• [TASK PROMPT] Scale every point coordinate in the answers of the entries below by 1.8, rounding to the nearest whole number with halves rounded up. Reproduce all lines of the entries, requests included, changing only those coordinates.

• [DATASET RECORDS]
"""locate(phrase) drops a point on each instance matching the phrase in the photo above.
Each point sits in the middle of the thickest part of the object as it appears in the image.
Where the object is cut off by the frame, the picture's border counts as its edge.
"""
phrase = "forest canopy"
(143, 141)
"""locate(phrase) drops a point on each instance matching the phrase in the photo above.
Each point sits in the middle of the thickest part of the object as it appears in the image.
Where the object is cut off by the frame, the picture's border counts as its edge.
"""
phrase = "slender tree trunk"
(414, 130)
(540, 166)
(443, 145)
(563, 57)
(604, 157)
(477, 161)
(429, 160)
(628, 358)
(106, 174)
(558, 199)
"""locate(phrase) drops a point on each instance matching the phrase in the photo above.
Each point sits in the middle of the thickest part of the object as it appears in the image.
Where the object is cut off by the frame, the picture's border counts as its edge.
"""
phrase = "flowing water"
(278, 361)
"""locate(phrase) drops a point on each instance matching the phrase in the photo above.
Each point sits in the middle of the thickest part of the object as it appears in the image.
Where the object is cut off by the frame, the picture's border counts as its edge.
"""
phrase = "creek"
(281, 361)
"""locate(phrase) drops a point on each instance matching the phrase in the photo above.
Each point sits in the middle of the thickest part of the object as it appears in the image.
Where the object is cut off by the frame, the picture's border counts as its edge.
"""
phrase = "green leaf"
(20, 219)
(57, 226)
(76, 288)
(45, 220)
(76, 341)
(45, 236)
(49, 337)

• [FINAL RESULT]
"""locate(phrase) drops a point on each instance matching the phrase in the photo above.
Each point sits in the middle of the thickest part of the object as it appears in the image.
Where the object is cut off by the frame, the picture's border counts as its edge.
"""
phrase = "forest canopy"
(257, 254)
"""locate(phrase) drops a point on each instance matching the phrase in the photo above.
Each point sits in the middle of the thickest part of the object as it appears in the image.
Where the object is cut off by the frame, the picture's border counts as its edge.
"""
phrase = "slender tree trunk"
(745, 234)
(972, 299)
(797, 261)
(1013, 103)
(1087, 283)
(859, 290)
(772, 288)
(1130, 644)
(191, 313)
(1004, 358)
"""locate(phrase) drops a point on each instance matching the phrase in the photo above.
Each point sits in the middle of the thickest part of the object as it appears in the image.
Where the object is cut off by the frame, the picture's border counts as its edge.
"""
phrase = "flowing water"
(500, 650)
"""locate(phrase) drops a point on each instance matching the phrase in the photo above.
Each point sits in the middle of the thickest part of the object as it appears in the image.
Where the object is cut off by the frame, the picture's border counts as its edge.
"""
phrase = "creek"
(506, 650)
"""locate(phrase) drops a point on each instance matching the phrase in the photo above.
Each point sits in the middle of the thickest part of the object as it appears in the image.
Where the object is cut off by the frame, the picture's border counts as its edge.
"""
phrase = "green leaf"
(36, 394)
(103, 407)
(137, 518)
(81, 396)
(137, 614)
(81, 425)
(88, 607)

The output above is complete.